PROBLEM DETAILS :: The required output is every line from the one with "Can you find the ground" through the final line of the data below, unchanged.

DATA RECORDS ::
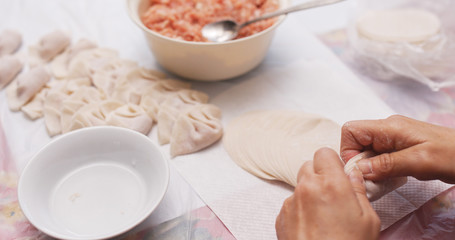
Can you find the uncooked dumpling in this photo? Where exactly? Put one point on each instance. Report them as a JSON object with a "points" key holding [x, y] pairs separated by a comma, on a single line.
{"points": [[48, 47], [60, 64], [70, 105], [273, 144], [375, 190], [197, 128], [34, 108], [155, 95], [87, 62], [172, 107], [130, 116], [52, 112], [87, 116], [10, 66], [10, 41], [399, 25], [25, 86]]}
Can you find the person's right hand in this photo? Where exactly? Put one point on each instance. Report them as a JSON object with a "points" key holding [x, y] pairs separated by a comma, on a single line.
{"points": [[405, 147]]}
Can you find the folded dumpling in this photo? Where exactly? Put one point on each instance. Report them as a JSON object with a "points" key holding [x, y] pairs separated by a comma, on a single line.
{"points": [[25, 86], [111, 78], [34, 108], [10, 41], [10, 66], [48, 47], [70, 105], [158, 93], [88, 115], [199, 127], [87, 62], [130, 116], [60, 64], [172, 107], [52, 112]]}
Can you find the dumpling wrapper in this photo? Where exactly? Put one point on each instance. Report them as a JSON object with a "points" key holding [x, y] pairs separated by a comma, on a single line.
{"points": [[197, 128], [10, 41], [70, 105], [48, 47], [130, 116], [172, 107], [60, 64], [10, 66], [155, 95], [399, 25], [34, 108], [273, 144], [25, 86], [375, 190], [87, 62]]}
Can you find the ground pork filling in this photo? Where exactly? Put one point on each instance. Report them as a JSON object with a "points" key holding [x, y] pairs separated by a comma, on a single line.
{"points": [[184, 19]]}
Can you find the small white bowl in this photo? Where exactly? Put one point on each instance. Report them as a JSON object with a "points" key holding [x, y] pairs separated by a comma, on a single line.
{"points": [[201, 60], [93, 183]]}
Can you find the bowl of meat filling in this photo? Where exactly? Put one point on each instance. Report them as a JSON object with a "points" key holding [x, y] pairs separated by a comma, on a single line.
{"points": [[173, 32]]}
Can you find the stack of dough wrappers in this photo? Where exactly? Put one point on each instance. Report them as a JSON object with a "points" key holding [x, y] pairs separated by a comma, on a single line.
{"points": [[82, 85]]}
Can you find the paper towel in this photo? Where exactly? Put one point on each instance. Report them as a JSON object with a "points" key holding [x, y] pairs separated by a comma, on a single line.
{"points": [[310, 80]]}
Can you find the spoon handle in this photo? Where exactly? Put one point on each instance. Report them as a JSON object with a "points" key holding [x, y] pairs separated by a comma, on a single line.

OUTPUT OF THE EXERCISE ::
Can you find the ground pork filling in this photo? Where exactly? Put one point on each instance. Report them as a JSON object with a "points" key holding [x, y] pairs separated by a comma, on a single line.
{"points": [[184, 19]]}
Can you find the small white bowl in this photo? Where exactly? Put one point on each instance. Report them as a JSON object with a "points" key holding [x, y] pairs separated by a comma, on a single line.
{"points": [[201, 60], [93, 183]]}
Can you find the bowl of meat filling in this photo? Where exactly? Put one point on each instance. Report them as a JSON object with a "points" key holding [x, y] pairs separated by a comma, on a single line.
{"points": [[173, 32]]}
Can you find the stack of dough wrappers in this photo? Where exactly? Put one point on each instance. Report them as a JSON object with a "points" key holding [x, y] pairs separated by a comma, on a single line.
{"points": [[82, 85]]}
Can you find the paper towel in this photo? Where exactly? Put one point on each instance. Report them as a JSON object with a "points" key holding [x, y] pairs separated by a comma, on a single line.
{"points": [[310, 80]]}
Can you find the spoon handle in this photo? Where exactly? Put one point on each instance. Report them as a JSON object with a "points" key holding [x, y] pairs separated by a comma, on a single line.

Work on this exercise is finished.